Go through the entries below and copy every line that holds the word "street".

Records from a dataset
┌──

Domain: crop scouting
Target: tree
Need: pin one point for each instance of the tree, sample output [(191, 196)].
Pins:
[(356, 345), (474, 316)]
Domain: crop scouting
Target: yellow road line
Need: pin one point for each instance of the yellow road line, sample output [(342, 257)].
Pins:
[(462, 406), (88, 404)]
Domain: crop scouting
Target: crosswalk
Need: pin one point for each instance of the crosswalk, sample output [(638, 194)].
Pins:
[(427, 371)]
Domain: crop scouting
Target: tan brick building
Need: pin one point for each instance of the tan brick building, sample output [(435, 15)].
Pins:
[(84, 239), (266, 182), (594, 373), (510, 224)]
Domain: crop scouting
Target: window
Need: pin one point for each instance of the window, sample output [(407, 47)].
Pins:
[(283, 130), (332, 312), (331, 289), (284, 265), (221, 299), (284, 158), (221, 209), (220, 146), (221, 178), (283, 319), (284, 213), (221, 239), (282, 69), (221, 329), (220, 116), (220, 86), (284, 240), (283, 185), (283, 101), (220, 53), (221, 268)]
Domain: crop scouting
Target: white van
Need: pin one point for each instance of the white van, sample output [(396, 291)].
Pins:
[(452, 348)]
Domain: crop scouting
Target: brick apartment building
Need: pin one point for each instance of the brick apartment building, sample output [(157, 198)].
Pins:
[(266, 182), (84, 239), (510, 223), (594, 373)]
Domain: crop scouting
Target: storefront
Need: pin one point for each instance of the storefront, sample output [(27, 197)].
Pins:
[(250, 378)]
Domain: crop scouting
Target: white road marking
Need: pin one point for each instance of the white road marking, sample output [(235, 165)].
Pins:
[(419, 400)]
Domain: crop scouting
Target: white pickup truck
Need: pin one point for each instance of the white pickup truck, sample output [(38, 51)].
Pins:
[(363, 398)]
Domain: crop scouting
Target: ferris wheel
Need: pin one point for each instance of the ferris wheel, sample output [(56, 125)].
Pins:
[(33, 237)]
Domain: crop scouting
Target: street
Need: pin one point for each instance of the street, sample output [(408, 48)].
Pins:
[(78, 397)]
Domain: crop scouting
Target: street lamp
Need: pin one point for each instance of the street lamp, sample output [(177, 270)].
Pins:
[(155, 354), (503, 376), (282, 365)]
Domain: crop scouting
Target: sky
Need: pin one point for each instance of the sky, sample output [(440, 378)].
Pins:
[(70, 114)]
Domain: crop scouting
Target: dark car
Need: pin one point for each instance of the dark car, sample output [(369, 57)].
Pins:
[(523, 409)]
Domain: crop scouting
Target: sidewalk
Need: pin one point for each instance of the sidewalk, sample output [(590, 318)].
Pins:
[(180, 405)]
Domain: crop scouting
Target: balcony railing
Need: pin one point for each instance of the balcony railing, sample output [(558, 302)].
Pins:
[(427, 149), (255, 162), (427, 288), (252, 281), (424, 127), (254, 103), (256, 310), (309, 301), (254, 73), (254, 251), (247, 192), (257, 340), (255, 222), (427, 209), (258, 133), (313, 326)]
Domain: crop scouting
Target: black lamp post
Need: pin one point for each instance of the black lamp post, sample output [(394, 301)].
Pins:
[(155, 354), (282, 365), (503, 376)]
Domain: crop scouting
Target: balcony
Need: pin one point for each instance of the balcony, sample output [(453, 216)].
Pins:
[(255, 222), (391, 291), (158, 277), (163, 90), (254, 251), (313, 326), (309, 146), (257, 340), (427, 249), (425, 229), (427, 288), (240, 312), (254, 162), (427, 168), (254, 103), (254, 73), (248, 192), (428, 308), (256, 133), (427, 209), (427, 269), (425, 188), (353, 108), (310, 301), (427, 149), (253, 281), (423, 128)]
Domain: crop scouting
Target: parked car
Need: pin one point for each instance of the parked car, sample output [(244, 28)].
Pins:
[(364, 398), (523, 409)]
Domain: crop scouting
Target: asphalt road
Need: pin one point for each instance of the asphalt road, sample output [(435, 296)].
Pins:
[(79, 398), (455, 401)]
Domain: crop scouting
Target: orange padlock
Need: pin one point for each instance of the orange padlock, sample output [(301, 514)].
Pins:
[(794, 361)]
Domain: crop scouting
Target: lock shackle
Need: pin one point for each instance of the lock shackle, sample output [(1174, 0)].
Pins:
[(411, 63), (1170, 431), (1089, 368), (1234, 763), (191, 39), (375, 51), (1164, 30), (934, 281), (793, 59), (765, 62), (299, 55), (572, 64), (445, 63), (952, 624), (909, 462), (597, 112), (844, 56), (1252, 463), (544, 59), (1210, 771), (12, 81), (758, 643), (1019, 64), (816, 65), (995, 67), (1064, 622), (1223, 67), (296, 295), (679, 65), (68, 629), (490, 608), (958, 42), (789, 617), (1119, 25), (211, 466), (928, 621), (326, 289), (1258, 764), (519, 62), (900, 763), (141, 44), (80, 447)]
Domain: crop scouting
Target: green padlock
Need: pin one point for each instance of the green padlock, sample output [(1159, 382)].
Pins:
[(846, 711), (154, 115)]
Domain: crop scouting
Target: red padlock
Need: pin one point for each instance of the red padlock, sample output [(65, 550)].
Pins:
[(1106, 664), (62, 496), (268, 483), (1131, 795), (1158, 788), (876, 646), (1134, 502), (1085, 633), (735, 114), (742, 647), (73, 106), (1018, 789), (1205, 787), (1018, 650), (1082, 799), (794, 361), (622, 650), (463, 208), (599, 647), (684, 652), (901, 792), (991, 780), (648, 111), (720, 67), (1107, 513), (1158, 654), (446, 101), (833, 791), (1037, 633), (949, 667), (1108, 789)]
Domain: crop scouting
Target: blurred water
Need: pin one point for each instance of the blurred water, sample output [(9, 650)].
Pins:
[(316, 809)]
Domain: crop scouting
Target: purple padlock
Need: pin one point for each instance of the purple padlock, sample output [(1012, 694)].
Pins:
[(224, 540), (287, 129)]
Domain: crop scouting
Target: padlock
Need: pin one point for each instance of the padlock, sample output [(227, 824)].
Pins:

└──

● **RESPONSE FOR THIS EXERCISE**
Target: street
Need: pin one point for each instance of the street, sample output [(408, 48)].
Target: street lamp
Need: pin one point for each instance of the street lamp, sample output [(177, 270)].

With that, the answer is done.